- _STATED EXERCISE_
Everything from the line containing "Reviewer check: every instance of the distant" through the last line of the records must be returned verbatim, and nothing outside that range.

- _EXCERPTED RECORDS_
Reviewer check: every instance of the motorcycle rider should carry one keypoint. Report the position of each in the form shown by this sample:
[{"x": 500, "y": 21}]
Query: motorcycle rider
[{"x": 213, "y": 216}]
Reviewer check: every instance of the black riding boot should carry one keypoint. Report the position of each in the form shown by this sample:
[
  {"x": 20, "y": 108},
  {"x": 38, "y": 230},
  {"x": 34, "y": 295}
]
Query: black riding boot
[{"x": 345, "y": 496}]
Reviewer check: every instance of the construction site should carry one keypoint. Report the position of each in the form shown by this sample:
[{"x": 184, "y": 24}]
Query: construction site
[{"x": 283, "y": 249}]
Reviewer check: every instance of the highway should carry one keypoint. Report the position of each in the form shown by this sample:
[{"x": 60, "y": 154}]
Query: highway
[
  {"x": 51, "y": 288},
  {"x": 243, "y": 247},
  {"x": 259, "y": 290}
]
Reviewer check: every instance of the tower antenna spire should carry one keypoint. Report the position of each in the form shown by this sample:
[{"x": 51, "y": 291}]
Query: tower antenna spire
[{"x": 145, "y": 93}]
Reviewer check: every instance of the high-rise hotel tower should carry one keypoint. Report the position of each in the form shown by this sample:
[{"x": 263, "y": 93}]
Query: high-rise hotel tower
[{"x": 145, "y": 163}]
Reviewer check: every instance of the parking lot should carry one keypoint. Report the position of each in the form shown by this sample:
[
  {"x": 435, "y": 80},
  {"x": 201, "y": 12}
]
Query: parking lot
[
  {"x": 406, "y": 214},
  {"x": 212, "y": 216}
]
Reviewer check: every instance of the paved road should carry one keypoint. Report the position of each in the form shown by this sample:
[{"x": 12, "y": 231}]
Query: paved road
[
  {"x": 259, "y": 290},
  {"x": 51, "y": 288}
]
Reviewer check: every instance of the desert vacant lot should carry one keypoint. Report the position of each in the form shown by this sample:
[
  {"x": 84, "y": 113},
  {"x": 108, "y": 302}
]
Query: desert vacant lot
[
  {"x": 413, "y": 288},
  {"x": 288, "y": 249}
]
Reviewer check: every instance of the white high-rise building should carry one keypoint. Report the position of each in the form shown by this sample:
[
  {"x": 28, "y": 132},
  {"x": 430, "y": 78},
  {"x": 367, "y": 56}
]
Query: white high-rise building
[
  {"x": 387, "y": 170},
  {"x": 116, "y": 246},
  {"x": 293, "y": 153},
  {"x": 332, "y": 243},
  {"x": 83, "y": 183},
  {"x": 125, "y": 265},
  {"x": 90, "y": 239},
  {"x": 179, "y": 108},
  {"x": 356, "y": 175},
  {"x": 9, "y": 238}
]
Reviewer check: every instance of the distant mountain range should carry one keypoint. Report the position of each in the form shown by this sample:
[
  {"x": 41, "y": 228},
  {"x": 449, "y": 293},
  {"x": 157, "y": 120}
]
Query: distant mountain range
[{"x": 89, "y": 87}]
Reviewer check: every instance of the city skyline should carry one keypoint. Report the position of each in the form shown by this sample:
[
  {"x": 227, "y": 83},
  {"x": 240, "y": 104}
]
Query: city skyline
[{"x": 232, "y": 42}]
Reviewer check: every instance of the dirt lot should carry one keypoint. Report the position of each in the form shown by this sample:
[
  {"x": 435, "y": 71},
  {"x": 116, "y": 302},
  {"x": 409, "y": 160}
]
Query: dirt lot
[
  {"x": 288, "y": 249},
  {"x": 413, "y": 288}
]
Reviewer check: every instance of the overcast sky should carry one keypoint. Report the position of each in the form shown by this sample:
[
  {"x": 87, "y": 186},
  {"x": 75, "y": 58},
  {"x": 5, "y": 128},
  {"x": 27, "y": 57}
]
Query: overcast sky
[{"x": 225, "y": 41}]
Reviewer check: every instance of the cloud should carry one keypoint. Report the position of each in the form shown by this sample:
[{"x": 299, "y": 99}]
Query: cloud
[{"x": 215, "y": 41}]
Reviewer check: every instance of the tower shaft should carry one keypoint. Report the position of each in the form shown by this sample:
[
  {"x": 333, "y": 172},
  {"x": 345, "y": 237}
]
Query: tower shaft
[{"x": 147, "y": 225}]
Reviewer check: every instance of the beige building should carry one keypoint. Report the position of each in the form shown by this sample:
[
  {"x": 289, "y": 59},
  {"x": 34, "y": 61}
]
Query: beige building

- _FINISHED TASK_
Reviewer check: every instance of the distant mountain range should carry one keypoint. Report the position of each in the form shown by this sample:
[
  {"x": 41, "y": 228},
  {"x": 449, "y": 293},
  {"x": 157, "y": 120}
]
Query: distant mountain range
[{"x": 89, "y": 87}]
Reviewer check: every instance of the city skyline should carry one keypoint. Report the position of each in the form shown by this sample:
[
  {"x": 227, "y": 83},
  {"x": 240, "y": 104}
]
Query: city skyline
[{"x": 232, "y": 42}]
Reviewer check: every instance of the dirt lot should carry one keypoint. Report the position of each in the form shown by this sample:
[
  {"x": 435, "y": 71},
  {"x": 116, "y": 302},
  {"x": 409, "y": 160}
]
Query: dirt lot
[
  {"x": 288, "y": 249},
  {"x": 413, "y": 288}
]
Reviewer check: every instance of the overcast sky should carry one keypoint. Report the position of each in the form shown by this sample:
[
  {"x": 87, "y": 186},
  {"x": 75, "y": 58},
  {"x": 5, "y": 128},
  {"x": 27, "y": 57}
]
Query: overcast sky
[{"x": 225, "y": 41}]
Reviewer check: every instance of the cloud should carry one keypoint. Report the position of each in the form shown by this sample:
[{"x": 299, "y": 99}]
Query: cloud
[{"x": 215, "y": 41}]
Reviewer check: every instance of the tower shaft should carry one keypoint. Report the position of each in the form shown by this sample:
[
  {"x": 333, "y": 172},
  {"x": 345, "y": 237}
]
Query: tower shaft
[{"x": 147, "y": 225}]
Reviewer check: every instance of the beige building should carry one keypoint. Report the position of each in the form shown by this sample:
[
  {"x": 289, "y": 59},
  {"x": 34, "y": 61}
]
Query: beige building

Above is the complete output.